TO BE DONE:
Please pick out every line in the rows below that contains the word "door" and copy each of those lines.

****************

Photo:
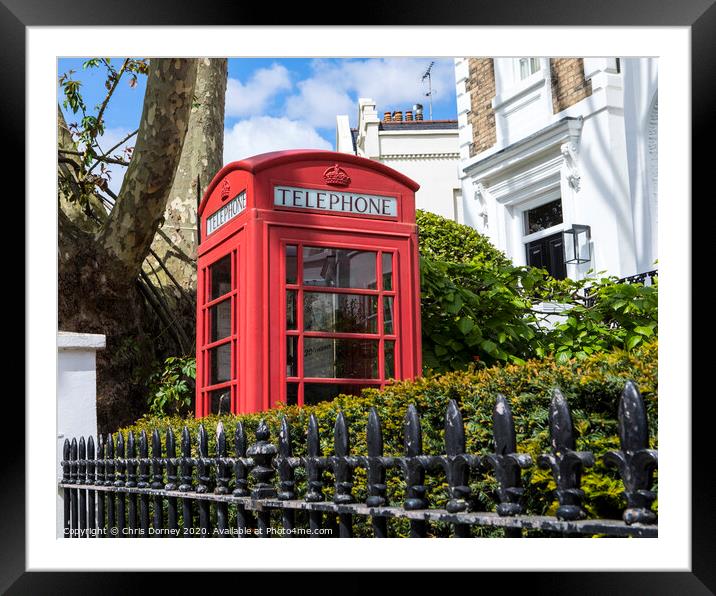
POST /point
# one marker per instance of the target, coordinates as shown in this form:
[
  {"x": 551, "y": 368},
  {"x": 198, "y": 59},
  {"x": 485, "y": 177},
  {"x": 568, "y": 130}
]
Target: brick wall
[
  {"x": 568, "y": 83},
  {"x": 481, "y": 87}
]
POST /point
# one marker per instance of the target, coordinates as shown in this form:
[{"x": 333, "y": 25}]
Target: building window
[
  {"x": 340, "y": 325},
  {"x": 527, "y": 67},
  {"x": 543, "y": 238},
  {"x": 219, "y": 340},
  {"x": 543, "y": 217}
]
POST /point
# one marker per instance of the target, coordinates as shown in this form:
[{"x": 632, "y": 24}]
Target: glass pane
[
  {"x": 388, "y": 315},
  {"x": 291, "y": 264},
  {"x": 291, "y": 394},
  {"x": 543, "y": 217},
  {"x": 291, "y": 321},
  {"x": 314, "y": 393},
  {"x": 220, "y": 320},
  {"x": 291, "y": 356},
  {"x": 220, "y": 277},
  {"x": 220, "y": 364},
  {"x": 339, "y": 268},
  {"x": 387, "y": 271},
  {"x": 340, "y": 358},
  {"x": 220, "y": 401},
  {"x": 389, "y": 359},
  {"x": 341, "y": 313}
]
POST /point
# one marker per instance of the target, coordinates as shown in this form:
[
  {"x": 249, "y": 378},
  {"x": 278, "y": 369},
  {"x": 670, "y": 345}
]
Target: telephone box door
[{"x": 343, "y": 328}]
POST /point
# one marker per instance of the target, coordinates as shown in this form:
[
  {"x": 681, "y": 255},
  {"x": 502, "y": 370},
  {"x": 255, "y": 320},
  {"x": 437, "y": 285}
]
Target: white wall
[
  {"x": 604, "y": 168},
  {"x": 76, "y": 394},
  {"x": 430, "y": 157}
]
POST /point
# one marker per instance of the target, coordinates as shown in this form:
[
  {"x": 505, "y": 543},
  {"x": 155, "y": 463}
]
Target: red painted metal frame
[{"x": 257, "y": 238}]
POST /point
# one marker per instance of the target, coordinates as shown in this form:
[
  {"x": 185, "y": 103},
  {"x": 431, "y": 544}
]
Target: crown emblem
[
  {"x": 225, "y": 190},
  {"x": 337, "y": 176}
]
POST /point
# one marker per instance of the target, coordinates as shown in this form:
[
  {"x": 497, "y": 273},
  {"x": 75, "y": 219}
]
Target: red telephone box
[{"x": 308, "y": 282}]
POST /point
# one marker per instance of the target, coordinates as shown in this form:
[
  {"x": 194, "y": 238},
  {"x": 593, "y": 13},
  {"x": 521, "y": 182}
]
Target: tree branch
[
  {"x": 140, "y": 206},
  {"x": 124, "y": 140}
]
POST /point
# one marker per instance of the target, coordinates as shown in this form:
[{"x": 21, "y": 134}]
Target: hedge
[{"x": 592, "y": 387}]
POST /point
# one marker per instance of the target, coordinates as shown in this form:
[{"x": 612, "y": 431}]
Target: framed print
[{"x": 340, "y": 327}]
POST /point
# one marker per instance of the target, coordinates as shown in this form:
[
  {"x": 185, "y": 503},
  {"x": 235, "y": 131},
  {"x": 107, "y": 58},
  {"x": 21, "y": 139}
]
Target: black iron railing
[{"x": 117, "y": 492}]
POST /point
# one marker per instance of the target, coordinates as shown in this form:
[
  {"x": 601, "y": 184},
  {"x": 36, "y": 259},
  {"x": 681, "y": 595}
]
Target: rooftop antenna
[{"x": 429, "y": 94}]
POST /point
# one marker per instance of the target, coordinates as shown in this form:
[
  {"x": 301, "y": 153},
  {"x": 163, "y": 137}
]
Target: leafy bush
[
  {"x": 442, "y": 239},
  {"x": 477, "y": 306},
  {"x": 623, "y": 316},
  {"x": 591, "y": 385},
  {"x": 172, "y": 388}
]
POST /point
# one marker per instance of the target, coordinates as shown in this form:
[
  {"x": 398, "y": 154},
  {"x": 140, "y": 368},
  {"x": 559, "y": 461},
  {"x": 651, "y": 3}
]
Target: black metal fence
[
  {"x": 115, "y": 492},
  {"x": 645, "y": 279}
]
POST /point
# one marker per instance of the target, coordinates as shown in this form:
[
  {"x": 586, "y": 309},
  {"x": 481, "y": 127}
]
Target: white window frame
[{"x": 532, "y": 61}]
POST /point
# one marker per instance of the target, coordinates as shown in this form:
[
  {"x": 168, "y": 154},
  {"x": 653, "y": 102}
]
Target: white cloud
[
  {"x": 250, "y": 99},
  {"x": 392, "y": 82},
  {"x": 264, "y": 133},
  {"x": 318, "y": 102}
]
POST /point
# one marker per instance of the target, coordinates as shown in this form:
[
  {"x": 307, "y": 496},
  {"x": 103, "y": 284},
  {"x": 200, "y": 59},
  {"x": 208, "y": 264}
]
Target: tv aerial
[{"x": 427, "y": 75}]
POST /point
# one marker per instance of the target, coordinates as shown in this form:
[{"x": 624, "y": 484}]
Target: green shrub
[
  {"x": 442, "y": 239},
  {"x": 592, "y": 387},
  {"x": 476, "y": 305},
  {"x": 172, "y": 387}
]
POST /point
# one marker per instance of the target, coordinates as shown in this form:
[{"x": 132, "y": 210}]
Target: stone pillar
[{"x": 76, "y": 394}]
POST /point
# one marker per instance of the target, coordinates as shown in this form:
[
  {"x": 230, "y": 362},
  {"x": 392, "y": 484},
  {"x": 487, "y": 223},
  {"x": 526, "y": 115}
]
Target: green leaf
[{"x": 465, "y": 325}]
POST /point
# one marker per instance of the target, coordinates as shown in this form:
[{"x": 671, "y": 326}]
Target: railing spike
[
  {"x": 313, "y": 443},
  {"x": 454, "y": 430},
  {"x": 633, "y": 426},
  {"x": 412, "y": 432},
  {"x": 560, "y": 423},
  {"x": 284, "y": 439},
  {"x": 503, "y": 427},
  {"x": 374, "y": 438},
  {"x": 239, "y": 440},
  {"x": 341, "y": 440}
]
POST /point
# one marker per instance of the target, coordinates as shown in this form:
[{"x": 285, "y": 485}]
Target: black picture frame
[{"x": 700, "y": 15}]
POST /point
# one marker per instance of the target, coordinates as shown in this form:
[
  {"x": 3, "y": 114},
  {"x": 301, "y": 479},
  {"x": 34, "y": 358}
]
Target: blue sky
[{"x": 285, "y": 103}]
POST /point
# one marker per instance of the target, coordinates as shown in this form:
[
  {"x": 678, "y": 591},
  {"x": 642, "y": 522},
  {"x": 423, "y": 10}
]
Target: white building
[
  {"x": 547, "y": 143},
  {"x": 424, "y": 150}
]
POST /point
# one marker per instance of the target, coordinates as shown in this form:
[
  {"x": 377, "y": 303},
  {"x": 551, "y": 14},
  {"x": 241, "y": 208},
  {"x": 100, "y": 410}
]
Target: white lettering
[
  {"x": 226, "y": 213},
  {"x": 308, "y": 198}
]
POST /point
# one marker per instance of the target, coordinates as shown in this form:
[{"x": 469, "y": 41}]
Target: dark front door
[{"x": 548, "y": 253}]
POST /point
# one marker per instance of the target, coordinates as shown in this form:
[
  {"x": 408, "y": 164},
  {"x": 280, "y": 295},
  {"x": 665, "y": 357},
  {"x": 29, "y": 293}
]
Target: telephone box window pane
[
  {"x": 340, "y": 313},
  {"x": 314, "y": 393},
  {"x": 291, "y": 264},
  {"x": 388, "y": 315},
  {"x": 291, "y": 356},
  {"x": 291, "y": 394},
  {"x": 220, "y": 320},
  {"x": 543, "y": 217},
  {"x": 220, "y": 401},
  {"x": 340, "y": 358},
  {"x": 220, "y": 364},
  {"x": 389, "y": 359},
  {"x": 387, "y": 271},
  {"x": 291, "y": 309},
  {"x": 221, "y": 277},
  {"x": 339, "y": 268}
]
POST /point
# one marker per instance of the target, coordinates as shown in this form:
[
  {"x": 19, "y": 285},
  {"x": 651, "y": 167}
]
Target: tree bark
[
  {"x": 202, "y": 156},
  {"x": 133, "y": 222},
  {"x": 97, "y": 287}
]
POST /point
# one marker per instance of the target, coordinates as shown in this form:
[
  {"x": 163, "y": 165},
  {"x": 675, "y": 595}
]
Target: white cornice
[
  {"x": 413, "y": 156},
  {"x": 513, "y": 157}
]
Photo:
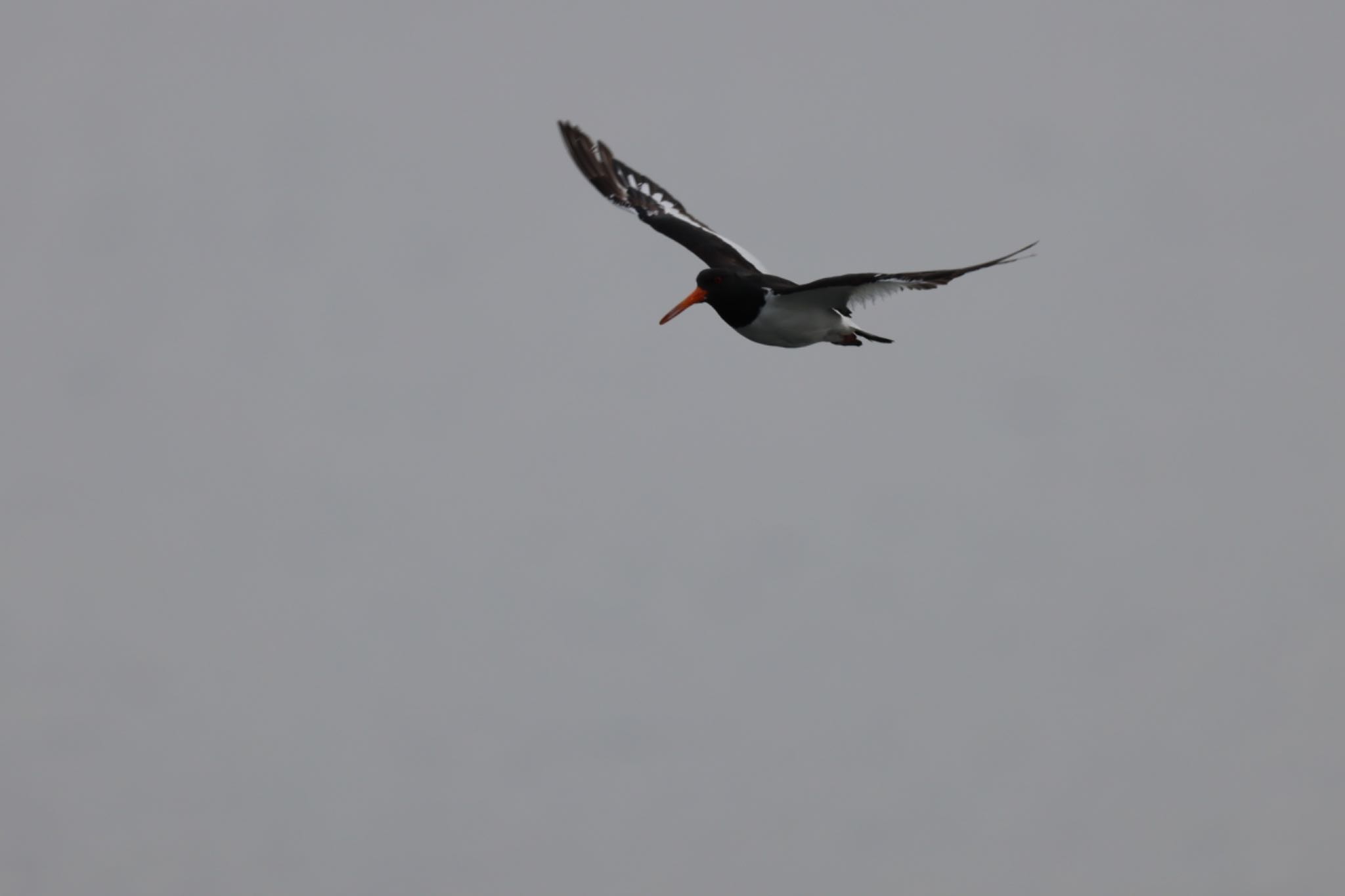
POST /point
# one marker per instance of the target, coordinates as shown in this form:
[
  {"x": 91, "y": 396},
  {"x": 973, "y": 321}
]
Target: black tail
[{"x": 871, "y": 336}]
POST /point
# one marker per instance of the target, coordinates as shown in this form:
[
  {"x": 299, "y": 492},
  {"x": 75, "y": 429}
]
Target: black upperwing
[
  {"x": 657, "y": 207},
  {"x": 857, "y": 289}
]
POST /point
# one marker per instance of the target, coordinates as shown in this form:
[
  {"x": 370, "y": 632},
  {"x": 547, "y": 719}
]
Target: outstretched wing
[
  {"x": 635, "y": 192},
  {"x": 848, "y": 291}
]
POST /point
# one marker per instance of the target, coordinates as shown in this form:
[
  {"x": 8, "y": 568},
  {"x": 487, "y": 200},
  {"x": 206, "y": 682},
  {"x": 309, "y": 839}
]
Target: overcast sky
[{"x": 361, "y": 531}]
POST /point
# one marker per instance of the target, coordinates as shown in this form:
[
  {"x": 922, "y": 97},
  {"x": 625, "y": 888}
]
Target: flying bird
[{"x": 763, "y": 308}]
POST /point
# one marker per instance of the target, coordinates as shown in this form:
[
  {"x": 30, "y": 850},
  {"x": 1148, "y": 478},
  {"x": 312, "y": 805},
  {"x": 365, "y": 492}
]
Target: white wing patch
[
  {"x": 866, "y": 293},
  {"x": 674, "y": 210}
]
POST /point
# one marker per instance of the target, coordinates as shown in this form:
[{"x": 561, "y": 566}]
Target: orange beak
[{"x": 697, "y": 296}]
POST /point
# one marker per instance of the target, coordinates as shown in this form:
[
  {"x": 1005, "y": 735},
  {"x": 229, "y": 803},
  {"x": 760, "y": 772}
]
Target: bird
[{"x": 764, "y": 308}]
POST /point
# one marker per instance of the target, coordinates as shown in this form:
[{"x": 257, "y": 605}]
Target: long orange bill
[{"x": 697, "y": 296}]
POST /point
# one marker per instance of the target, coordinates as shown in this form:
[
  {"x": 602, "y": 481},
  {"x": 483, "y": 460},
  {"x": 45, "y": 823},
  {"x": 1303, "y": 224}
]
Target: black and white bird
[{"x": 764, "y": 308}]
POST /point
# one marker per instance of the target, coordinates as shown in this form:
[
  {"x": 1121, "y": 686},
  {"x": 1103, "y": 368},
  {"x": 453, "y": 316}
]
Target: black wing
[
  {"x": 858, "y": 289},
  {"x": 657, "y": 207}
]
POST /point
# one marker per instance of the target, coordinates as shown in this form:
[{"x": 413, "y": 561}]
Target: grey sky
[{"x": 362, "y": 532}]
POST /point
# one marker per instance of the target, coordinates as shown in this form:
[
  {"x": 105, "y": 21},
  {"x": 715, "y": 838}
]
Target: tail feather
[{"x": 871, "y": 336}]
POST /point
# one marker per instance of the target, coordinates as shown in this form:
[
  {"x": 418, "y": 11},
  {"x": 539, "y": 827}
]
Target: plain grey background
[{"x": 362, "y": 532}]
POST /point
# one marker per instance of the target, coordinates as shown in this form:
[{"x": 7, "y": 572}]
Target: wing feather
[
  {"x": 657, "y": 207},
  {"x": 849, "y": 291}
]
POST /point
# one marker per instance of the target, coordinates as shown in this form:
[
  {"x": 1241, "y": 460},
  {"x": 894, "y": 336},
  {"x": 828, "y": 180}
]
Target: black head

****************

RESULT FOR THIS TASK:
Target: telephone box door
Target: dark front door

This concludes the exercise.